» **EXERCISE TEXT**:
───
In 1966, I bought a book titled "Think Yourself Thin" by Debbie Johnson. I was impressed with the author's discussion of visualization as a technique for losing weight. Unfortunately, I read most of the book, sat and thought about it for awhile, and discovered that I had not lost an ounce. Apparently I failed the test of thinking myself thin. I must not have thought about it enough and I must not have properly visualized myself as a thin person. And so I let another 29 years go by before I finally caught on, I finally got the message.
After nearly three decades of remaining obese, the light went on in my muddled brain. I could not get by with just thinking about and picturing myself as a thin person. Preliminary thinking about getting thin is merely wishful thinking. I haven't reread Debbie Johnson's book, but I finally caught on to the necessity of making the task of thinking about losing weight a constant throughout the hours of each day.
And then I embarked on an impossible task of writing 365 tasks in one year. I realized that if I were to accomplish this goal, I would have to think about my project each day. I would have to keep coming up with a list of topics. I would have to spend some intensive time thinking about, evaluating, and considering various methods of accomplishing the tasks I would decide to write about.
───
(Stored entries)
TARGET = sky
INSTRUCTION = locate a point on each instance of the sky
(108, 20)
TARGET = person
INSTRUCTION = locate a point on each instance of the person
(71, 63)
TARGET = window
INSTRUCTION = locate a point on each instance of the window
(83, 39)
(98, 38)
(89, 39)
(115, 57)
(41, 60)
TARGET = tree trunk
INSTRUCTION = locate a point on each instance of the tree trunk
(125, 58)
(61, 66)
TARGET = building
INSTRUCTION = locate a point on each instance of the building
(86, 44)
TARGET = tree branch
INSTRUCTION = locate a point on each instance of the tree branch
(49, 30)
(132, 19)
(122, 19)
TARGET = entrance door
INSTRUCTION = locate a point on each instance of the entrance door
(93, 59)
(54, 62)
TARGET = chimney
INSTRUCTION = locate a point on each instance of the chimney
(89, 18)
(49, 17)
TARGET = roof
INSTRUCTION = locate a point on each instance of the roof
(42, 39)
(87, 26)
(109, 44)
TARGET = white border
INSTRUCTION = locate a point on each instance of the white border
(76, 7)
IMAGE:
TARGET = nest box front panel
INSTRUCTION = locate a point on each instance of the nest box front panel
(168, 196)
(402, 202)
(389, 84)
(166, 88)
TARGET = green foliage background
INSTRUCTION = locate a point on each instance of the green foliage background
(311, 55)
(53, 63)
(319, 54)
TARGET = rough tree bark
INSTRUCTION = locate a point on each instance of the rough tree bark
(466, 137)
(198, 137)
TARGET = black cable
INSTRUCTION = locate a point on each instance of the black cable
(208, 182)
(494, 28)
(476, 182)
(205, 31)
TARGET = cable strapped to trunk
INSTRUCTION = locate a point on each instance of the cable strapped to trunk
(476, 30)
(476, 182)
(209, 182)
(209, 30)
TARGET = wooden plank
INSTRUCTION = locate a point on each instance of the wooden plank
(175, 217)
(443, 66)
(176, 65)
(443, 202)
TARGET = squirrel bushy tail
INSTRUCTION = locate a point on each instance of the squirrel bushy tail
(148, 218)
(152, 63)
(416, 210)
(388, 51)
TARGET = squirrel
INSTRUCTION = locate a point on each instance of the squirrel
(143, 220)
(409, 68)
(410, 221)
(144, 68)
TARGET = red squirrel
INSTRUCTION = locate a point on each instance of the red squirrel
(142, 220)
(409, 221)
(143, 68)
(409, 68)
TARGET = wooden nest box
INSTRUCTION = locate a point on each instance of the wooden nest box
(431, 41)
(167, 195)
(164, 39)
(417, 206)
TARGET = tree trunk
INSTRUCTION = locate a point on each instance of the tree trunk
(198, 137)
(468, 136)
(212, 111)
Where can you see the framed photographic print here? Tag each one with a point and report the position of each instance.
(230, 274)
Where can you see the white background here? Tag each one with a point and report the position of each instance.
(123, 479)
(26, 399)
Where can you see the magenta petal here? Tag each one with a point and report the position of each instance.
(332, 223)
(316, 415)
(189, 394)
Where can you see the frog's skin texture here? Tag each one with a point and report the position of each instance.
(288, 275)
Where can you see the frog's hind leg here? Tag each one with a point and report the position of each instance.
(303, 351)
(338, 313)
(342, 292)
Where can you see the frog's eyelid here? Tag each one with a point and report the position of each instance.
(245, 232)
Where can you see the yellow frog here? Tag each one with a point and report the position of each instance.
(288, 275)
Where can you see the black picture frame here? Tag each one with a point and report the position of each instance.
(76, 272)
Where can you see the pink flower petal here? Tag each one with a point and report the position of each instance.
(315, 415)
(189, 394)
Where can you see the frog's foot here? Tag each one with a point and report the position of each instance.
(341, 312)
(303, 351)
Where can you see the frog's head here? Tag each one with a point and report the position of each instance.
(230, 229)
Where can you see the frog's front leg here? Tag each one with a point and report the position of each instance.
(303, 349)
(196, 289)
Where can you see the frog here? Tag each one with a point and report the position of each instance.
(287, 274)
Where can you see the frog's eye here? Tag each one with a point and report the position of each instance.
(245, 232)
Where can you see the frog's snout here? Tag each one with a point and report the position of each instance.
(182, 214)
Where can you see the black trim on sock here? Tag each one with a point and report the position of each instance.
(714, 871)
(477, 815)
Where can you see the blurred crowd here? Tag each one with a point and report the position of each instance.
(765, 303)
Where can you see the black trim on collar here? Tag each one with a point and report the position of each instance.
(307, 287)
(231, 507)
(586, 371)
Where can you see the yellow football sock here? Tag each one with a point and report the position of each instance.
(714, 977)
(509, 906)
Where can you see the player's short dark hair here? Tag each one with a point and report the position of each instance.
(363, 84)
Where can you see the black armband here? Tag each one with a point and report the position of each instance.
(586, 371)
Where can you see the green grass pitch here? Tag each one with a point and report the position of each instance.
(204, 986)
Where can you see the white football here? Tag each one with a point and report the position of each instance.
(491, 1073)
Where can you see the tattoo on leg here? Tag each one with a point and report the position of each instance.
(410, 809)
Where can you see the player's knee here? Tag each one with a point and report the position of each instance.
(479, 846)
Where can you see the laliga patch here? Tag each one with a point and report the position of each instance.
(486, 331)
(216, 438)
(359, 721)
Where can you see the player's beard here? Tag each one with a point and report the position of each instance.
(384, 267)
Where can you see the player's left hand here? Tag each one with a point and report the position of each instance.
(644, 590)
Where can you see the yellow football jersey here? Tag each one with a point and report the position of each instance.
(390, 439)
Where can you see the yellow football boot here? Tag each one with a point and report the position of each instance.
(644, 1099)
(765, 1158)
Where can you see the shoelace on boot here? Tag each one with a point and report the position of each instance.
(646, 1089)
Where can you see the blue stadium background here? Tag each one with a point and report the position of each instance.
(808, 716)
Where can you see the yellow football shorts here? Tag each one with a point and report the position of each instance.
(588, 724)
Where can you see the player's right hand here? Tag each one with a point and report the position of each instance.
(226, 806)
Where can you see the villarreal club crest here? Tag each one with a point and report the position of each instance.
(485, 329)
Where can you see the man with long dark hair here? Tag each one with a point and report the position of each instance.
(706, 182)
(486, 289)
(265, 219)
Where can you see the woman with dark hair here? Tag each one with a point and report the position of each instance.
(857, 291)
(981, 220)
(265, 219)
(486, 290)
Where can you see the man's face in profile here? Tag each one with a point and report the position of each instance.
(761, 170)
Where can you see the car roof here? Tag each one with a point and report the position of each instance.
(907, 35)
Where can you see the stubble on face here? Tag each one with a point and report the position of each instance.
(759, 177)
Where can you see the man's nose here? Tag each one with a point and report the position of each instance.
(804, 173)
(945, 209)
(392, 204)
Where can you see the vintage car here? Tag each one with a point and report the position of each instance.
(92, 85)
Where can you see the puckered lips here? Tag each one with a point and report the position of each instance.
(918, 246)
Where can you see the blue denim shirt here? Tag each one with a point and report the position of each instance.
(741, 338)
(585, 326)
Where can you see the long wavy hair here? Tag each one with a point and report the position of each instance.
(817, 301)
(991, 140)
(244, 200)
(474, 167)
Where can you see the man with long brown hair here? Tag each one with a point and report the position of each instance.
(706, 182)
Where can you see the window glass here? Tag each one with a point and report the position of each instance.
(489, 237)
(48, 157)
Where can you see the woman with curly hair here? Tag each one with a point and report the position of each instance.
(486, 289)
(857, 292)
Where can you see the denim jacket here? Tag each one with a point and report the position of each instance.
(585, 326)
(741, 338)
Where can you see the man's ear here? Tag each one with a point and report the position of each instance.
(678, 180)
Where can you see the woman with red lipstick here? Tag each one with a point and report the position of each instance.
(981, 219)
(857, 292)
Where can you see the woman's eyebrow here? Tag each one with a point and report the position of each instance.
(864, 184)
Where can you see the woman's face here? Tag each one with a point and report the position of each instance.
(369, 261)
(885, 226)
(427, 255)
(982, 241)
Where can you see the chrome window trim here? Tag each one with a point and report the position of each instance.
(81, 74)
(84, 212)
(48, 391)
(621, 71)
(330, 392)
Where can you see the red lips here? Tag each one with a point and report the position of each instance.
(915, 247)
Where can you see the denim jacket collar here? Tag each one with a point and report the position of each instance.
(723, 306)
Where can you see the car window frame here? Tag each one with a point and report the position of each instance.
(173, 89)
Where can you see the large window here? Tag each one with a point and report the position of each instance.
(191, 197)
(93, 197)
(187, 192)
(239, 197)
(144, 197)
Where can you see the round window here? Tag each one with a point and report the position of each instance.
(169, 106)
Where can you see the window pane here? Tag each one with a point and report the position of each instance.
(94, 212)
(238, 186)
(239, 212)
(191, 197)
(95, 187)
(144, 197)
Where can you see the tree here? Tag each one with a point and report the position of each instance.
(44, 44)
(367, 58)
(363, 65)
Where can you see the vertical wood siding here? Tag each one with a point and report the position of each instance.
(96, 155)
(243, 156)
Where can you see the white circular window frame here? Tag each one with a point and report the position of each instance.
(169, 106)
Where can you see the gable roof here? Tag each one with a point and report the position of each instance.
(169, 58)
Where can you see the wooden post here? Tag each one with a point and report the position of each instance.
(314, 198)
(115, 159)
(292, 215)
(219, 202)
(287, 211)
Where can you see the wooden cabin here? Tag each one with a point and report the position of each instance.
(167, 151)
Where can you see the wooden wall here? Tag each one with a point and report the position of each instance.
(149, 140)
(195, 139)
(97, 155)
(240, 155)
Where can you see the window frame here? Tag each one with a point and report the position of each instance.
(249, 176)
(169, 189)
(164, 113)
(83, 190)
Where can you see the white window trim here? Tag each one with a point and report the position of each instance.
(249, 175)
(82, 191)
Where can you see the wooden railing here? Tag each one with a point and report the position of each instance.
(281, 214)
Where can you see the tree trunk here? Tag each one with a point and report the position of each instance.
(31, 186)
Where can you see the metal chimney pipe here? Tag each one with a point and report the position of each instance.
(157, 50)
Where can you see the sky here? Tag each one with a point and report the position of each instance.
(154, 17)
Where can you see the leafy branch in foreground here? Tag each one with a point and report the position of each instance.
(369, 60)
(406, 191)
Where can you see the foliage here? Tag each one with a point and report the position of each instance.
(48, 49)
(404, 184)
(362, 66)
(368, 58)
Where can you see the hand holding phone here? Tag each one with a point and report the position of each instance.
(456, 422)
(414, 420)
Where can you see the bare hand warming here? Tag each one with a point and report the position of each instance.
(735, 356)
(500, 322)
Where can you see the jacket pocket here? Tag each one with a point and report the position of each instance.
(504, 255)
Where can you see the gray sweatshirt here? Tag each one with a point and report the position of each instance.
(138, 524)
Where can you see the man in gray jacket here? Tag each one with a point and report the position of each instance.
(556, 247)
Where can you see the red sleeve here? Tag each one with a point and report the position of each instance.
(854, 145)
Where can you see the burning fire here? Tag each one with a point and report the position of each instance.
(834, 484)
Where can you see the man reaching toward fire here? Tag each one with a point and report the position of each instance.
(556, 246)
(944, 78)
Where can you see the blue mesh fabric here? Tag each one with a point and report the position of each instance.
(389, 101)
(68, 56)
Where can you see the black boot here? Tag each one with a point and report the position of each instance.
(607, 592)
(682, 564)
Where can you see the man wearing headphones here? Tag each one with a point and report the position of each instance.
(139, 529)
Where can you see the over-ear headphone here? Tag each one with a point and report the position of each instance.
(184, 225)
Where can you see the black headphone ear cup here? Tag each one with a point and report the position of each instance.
───
» **TASK STATEMENT**:
Write what comes next in the text about losing weight through constant thinking, starting right after its final sentence.

» **RESPONSE TO THE TASK**:
Next, I had a stunning insight: If I could write a new task each day, I could lose my excess weight and protect my health, all at the same time. And so I embarked on my year's writing task. Day after day I tried to think of a new and helpful topic. I soon realized that I was writing mainly to myself, although I ardently hoped that someone else, even one person, would find that some of my suggestions and writing would resonate with them and influence them to make the same changes I was suggesting.
Instead of running out of topics in mid year, I found that the more I thought about my to-do list, the more ideas I kept generating. Today I have reached number 284 on my 2015 to-do list. And today I weighed 254 pounds, down 61 pounds from my starting weight. Now people compliment me on my new and thinner appearance. Inevitably, some ask me how I did it. I feel lighter. I feel healthier. My blood pressure is better controlled. I bought new pants with a two-inch smaller waist. I soon will have to buy more new pants with another two-inch reduction in waist size.
So how did I do it? How did I suddenly catch on to doing something that had eluded me for three decades? How did I wake up this morning weighing the same amount I weighed 30 years ago? Here is the answer: I wrote myself thin.
I became consumed with the idea that people fail to lose weight because they don't concentrate on weight loss enough, they don't think about it enough. Weight loss does not become a constant source of concern. And people simply ignore the necessity of losing weight.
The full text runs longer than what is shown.